Return each of the entries below precisely as it appears.
Start of Provided records
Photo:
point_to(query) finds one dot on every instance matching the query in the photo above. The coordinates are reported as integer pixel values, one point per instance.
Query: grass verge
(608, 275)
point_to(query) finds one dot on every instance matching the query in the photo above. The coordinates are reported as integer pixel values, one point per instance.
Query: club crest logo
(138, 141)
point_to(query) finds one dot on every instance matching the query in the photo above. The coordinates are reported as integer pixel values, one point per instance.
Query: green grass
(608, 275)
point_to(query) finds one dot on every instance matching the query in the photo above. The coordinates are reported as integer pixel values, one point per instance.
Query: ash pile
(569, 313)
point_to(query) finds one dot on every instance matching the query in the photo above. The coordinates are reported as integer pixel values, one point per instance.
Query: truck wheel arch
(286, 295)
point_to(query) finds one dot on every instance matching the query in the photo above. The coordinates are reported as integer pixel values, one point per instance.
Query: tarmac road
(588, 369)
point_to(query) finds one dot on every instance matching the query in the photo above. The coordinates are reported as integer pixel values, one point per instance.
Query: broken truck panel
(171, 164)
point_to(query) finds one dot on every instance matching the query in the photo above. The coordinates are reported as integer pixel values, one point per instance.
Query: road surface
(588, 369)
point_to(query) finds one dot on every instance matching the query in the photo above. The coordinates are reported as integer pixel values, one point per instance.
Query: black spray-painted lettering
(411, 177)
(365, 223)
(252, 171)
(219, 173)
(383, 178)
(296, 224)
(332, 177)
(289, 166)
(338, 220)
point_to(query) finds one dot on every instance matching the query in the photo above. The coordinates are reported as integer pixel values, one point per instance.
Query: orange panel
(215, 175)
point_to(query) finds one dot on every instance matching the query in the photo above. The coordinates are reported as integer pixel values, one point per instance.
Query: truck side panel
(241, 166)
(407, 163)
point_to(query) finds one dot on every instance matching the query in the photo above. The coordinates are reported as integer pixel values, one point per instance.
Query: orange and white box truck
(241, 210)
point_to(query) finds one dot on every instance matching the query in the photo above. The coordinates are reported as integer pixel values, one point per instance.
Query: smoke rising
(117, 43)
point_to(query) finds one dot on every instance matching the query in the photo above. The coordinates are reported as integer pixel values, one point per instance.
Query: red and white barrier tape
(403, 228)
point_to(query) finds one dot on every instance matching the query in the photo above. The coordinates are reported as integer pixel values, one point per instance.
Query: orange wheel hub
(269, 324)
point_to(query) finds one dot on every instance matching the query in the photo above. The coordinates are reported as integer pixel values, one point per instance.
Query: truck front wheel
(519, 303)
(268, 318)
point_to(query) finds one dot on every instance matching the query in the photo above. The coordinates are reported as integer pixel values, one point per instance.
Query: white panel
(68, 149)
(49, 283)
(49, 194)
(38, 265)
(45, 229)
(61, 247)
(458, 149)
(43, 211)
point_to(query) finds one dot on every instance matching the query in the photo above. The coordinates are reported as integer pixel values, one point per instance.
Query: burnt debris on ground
End of Provided records
• **Expected output**:
Photo:
point_to(query) finds one dot on every instance matching the query in the photo above. The coordinates are reported as integer pixel values, one point per instance.
Query: grass verge
(608, 275)
point_to(query) finds one dot on every instance matching the query in the photo above. The coordinates are reported as integer pixel values, one point per instance.
Query: club crest logo
(138, 141)
point_to(query) finds one dot on every instance matching the query in the photo above. The coordinates are reported as integer pixel values, one point per instance.
Query: green grass
(608, 275)
point_to(query) finds one dot on every instance matching the query in the photo above. The coordinates are reported as integer pixel values, one point per instance.
Query: ash pile
(569, 313)
point_to(query) finds one dot on every instance matching the query in the photo above. The coordinates are reported as integer pixel values, one point per instance.
Query: truck wheel arch
(286, 295)
point_to(query) finds one dot on every instance matching the query in the photo above. The coordinates are reported as integer pixel values, one point per instance.
Query: tarmac road
(588, 369)
point_to(query) finds one dot on every instance matching the query in the photo above. The coordinates are reported as integer pixel values, one point per instance.
Query: broken truck panel
(171, 164)
point_to(query) finds one dot on every instance matching the query in the photo above. The coordinates are reported as integer pixel values, one point per instance.
Query: road surface
(588, 369)
point_to(query) finds one dot on every instance matching the query in the photo above. The coordinates are reported as integer pixel values, one point per instance.
Query: black spray-painted lettering
(411, 177)
(365, 223)
(252, 171)
(219, 173)
(383, 178)
(296, 224)
(332, 177)
(289, 166)
(338, 220)
point_to(query) finds one dot on every instance matching the query in the photo above. The coordinates are reported as integer pixel values, one point per instance.
Query: orange panel
(215, 175)
point_to(query) finds one dot on every instance matching the query in the photo above. The coordinates are reported as integer pixel values, one point per instance.
Query: truck side panel
(241, 166)
(407, 163)
point_to(query) finds one dot on every instance matching the query in the photo above. The coordinates are reported as integer pixel values, one point per instance.
Query: orange and white box truck
(241, 210)
point_to(query) finds one dot on every instance matching the query in the photo above. The coordinates are reported as integer pixel values, one point per instance.
Query: smoke rising
(117, 43)
point_to(query) finds one dot on every instance matching the query in the photo above. The coordinates are reported as integer pixel values, one point per instance.
Query: red and white barrier tape
(403, 228)
point_to(query) finds one dot on every instance matching the query in the photo above. The coordinates are reported as integer pixel values, one point per instance.
Query: orange wheel hub
(269, 324)
point_to(query) finds one dot on every instance matching the query in the photo above. The coordinates are reported as integer pixel values, one point per instance.
Query: truck front wheel
(519, 303)
(268, 318)
point_to(query) finds one dot on every instance matching the query in the photo above. The coordinates are reported as integer pixel values, one point per instance.
Query: white panel
(68, 149)
(49, 283)
(49, 194)
(38, 265)
(45, 229)
(61, 247)
(458, 149)
(43, 211)
point_to(query) finds one dot on every instance matching the query in the photo above. The coordinates are reported as integer pixel values, one point per instance.
Query: burnt debris on ground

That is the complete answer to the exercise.